=== Problem to solve ===
In the passage about library books, copy the stretch from "But I know what" through "am who I am.", replacing "library" with "bookstore" everywhere it appears.

=== Excerpted passage ===

════════

When you go to the library, your book selections will reveal a bit of who you are…but only a bit.

When Vin and I went last week (sans kids, because it was our anniversary and we’re nerds), I got one book on quilting and another on leadership. Vin got books on history and true crime. And we both got a book to share (he gets credit for finding it, though) about toxic teachings in church culture that aren’t actually Biblical.

It’s not a full picture of either of us, but it’s a glimpse of this season. Also, it’s influenced by what the library offered: They had only two books by Dickens, three copies of Jane Austen, and zero (!) books by Wodehouse.

But I know what I like, regardless of whether or not the library carries it.

sing harmony: how we find our place amid change || Shannon Guerra @Copperlight Wood

So in this sense, the place I’m in doesn’t really define (or reveal) who I am at the core of things. What this temporary space offers doesn’t define (or change) what I actually like.

At the core of things, I love British lit, and already own most of those books. I’m currently in a quilting phase but I am a yarn junkie at heart. I love the Church, and am usually much more focused on teaching what is true rather than debunking what is not.

So a snapshot can reflect parts of us but it doesn’t really show our full identity. In spite of the change of location and what is offered at the library, I still am who I am.

And this is true of our changing relationships and seasons in life, too.

════════

Extracted data lines
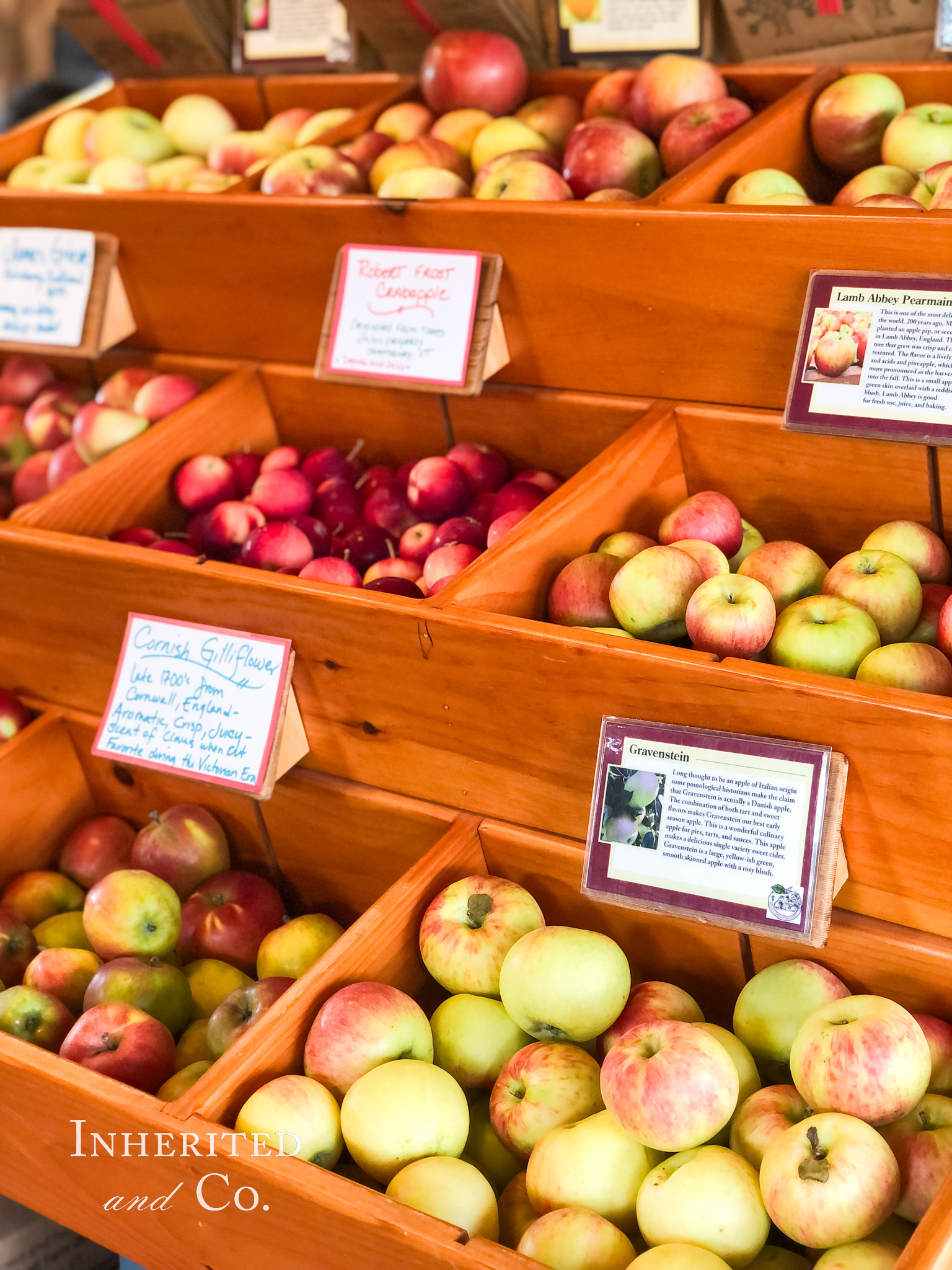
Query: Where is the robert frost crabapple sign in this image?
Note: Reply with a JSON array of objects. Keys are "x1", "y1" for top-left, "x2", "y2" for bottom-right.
[
  {"x1": 93, "y1": 613, "x2": 292, "y2": 794},
  {"x1": 581, "y1": 717, "x2": 838, "y2": 943},
  {"x1": 325, "y1": 242, "x2": 482, "y2": 388}
]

════════

=== Answer to this task ===
But I know what I like, regardless of whether or not the bookstore carries it.

sing harmony: how we find our place amid change || Shannon Guerra @Copperlight Wood

So in this sense, the place I’m in doesn’t really define (or reveal) who I am at the core of things. What this temporary space offers doesn’t define (or change) what I actually like.

At the core of things, I love British lit, and already own most of those books. I’m currently in a quilting phase but I am a yarn junkie at heart. I love the Church, and am usually much more focused on teaching what is true rather than debunking what is not.

So a snapshot can reflect parts of us but it doesn’t really show our full identity. In spite of the change of location and what is offered at the bookstore, I still am who I am.